What to work on => From the listing below, copy only the lines running from the line that contains "Query: grebe's white cheek" to the line that contains "written like <point>396,243</point>.", both included.

Source data =>
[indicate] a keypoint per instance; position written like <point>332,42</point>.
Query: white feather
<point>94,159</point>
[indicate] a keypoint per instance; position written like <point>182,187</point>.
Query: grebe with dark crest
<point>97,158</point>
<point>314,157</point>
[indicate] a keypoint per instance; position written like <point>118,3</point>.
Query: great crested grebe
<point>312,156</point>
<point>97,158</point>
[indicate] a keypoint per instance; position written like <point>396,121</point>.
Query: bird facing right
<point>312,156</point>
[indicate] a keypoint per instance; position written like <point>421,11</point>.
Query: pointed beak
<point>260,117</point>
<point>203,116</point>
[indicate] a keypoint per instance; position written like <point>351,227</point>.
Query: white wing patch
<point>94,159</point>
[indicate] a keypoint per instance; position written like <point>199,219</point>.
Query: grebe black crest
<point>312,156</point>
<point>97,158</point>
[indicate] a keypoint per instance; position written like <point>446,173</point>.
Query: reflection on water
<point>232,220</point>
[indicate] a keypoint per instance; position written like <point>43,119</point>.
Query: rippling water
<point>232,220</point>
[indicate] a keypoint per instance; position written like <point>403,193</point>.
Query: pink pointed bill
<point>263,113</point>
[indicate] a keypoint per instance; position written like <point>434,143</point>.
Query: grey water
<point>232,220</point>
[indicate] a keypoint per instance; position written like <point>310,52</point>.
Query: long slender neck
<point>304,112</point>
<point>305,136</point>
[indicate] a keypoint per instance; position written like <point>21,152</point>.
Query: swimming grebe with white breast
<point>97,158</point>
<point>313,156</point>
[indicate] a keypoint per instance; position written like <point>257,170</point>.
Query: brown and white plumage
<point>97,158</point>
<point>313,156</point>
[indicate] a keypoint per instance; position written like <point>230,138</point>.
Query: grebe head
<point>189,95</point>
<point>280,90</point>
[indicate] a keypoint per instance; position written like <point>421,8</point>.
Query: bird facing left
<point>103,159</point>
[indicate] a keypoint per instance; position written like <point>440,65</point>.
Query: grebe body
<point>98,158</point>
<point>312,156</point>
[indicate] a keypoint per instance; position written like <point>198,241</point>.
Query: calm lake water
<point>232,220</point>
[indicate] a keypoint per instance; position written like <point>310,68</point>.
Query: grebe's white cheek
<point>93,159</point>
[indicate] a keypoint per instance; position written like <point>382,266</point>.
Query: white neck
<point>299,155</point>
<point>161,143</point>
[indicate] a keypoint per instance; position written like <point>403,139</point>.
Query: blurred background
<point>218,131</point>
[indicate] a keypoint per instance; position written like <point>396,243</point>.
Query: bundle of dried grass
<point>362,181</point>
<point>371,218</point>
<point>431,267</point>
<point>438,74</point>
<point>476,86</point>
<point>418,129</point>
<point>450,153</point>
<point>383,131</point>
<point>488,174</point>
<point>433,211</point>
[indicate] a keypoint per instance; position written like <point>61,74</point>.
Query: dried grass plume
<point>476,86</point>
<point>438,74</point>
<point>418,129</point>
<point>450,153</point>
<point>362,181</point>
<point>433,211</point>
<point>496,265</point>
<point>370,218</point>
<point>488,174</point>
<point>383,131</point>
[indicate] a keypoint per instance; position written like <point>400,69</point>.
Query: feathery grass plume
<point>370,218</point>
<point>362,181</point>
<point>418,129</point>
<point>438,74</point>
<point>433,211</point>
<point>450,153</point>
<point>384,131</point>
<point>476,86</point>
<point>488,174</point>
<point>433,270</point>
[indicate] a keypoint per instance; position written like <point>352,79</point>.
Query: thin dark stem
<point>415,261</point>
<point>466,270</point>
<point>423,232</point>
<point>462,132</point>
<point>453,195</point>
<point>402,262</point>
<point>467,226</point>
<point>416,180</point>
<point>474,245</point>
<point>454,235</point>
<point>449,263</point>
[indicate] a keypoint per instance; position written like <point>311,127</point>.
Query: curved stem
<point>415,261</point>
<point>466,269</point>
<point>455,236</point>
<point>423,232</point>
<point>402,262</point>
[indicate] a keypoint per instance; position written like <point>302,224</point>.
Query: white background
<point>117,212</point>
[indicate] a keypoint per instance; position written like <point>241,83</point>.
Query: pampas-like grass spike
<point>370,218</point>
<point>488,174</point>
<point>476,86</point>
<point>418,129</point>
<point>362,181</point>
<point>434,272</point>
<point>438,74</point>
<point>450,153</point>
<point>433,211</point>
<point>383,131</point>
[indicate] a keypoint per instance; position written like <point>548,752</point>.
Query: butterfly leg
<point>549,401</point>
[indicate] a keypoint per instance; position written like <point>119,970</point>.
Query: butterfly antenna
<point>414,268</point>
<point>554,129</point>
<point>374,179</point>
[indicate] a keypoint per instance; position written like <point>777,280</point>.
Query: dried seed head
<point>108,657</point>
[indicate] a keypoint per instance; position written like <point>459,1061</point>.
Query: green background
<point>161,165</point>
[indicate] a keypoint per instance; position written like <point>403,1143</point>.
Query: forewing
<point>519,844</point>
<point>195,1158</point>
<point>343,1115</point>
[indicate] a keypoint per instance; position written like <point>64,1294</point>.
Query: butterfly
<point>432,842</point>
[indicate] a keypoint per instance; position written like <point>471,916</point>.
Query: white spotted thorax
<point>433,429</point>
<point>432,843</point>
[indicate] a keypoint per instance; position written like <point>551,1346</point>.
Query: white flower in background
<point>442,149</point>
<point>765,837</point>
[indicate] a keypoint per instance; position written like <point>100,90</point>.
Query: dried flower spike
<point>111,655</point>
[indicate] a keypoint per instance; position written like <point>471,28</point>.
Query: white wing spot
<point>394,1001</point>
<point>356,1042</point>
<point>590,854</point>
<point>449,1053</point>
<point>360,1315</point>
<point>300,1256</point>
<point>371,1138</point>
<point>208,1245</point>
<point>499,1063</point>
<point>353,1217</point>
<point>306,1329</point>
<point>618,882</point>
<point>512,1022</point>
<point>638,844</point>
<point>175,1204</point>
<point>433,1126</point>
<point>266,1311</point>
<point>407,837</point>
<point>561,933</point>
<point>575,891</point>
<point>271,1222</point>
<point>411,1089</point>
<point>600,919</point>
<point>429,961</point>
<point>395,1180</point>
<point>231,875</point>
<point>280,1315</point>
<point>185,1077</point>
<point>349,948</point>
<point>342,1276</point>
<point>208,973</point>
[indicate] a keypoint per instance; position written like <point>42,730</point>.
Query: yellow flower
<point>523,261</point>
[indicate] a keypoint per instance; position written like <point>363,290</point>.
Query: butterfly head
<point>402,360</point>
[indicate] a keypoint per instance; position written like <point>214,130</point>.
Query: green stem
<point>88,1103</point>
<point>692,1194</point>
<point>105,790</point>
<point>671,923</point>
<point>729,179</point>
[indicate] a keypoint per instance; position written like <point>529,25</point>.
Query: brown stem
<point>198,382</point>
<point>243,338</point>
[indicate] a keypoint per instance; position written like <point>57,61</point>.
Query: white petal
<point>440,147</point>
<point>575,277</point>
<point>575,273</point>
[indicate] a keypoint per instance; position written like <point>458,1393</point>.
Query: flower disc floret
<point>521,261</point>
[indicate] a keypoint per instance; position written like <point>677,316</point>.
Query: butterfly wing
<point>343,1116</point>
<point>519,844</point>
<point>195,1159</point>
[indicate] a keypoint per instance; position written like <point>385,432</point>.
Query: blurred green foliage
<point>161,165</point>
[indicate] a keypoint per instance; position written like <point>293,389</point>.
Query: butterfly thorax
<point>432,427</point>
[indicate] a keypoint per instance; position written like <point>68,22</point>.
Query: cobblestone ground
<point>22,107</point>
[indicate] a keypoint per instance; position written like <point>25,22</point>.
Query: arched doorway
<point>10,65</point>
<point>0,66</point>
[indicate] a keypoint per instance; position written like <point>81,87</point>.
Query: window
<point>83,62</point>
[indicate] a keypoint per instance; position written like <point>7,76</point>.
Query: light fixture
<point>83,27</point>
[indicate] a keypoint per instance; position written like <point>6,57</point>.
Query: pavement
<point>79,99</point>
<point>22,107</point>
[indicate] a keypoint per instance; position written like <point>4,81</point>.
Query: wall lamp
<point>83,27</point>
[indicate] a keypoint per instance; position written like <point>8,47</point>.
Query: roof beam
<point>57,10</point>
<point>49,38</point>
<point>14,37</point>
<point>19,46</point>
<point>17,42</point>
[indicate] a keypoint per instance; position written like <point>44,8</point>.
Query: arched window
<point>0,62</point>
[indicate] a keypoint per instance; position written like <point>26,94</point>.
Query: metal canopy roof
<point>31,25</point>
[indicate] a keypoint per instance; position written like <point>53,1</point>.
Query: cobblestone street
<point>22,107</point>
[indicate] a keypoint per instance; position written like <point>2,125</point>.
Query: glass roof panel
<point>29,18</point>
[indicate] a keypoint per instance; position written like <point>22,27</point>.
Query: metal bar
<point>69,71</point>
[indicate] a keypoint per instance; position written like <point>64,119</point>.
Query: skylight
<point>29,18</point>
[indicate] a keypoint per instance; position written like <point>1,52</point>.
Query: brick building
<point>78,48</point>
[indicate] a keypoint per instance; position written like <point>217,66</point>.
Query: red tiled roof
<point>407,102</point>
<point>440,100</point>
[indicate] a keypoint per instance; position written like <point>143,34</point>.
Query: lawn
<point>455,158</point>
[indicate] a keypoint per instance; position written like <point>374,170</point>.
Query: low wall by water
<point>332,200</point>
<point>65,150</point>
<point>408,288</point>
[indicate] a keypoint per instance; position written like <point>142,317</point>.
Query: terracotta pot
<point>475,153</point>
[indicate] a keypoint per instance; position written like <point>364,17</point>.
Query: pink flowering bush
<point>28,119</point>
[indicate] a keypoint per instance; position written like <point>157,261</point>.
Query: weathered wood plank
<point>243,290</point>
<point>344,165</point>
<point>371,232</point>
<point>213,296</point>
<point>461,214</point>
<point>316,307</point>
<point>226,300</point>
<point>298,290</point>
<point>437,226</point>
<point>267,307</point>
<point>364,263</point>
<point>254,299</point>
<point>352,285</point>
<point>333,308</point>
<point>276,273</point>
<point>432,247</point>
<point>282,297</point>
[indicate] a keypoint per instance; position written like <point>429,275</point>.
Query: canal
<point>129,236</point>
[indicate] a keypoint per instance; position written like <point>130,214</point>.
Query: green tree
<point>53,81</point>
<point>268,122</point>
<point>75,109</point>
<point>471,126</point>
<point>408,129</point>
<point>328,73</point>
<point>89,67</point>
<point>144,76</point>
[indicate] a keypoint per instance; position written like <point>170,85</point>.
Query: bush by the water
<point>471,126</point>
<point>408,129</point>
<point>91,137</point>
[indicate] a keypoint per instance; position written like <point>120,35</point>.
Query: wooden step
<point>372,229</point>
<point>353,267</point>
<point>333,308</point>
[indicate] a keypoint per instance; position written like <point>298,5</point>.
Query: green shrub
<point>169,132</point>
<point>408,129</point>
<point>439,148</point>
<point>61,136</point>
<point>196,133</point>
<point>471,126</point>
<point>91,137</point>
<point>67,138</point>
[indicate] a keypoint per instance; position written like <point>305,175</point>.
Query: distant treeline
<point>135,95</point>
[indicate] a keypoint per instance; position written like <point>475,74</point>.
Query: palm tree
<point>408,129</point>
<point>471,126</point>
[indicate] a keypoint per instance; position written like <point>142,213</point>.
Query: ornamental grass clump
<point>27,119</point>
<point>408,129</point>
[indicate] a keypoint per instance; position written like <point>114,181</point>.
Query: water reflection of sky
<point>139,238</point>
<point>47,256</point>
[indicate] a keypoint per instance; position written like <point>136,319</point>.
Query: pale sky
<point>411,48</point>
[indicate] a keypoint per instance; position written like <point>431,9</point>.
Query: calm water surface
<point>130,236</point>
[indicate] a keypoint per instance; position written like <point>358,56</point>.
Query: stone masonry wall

Answer box =>
Query: grebe's white cheek
<point>93,159</point>
[indicate] a keypoint per instance; position written like <point>382,266</point>.
Query: white neck
<point>299,155</point>
<point>161,143</point>
[indicate] a keypoint per instance; position written like <point>403,139</point>.
Query: blurred background
<point>218,131</point>
[indicate] a keypoint per instance; position written like <point>396,243</point>.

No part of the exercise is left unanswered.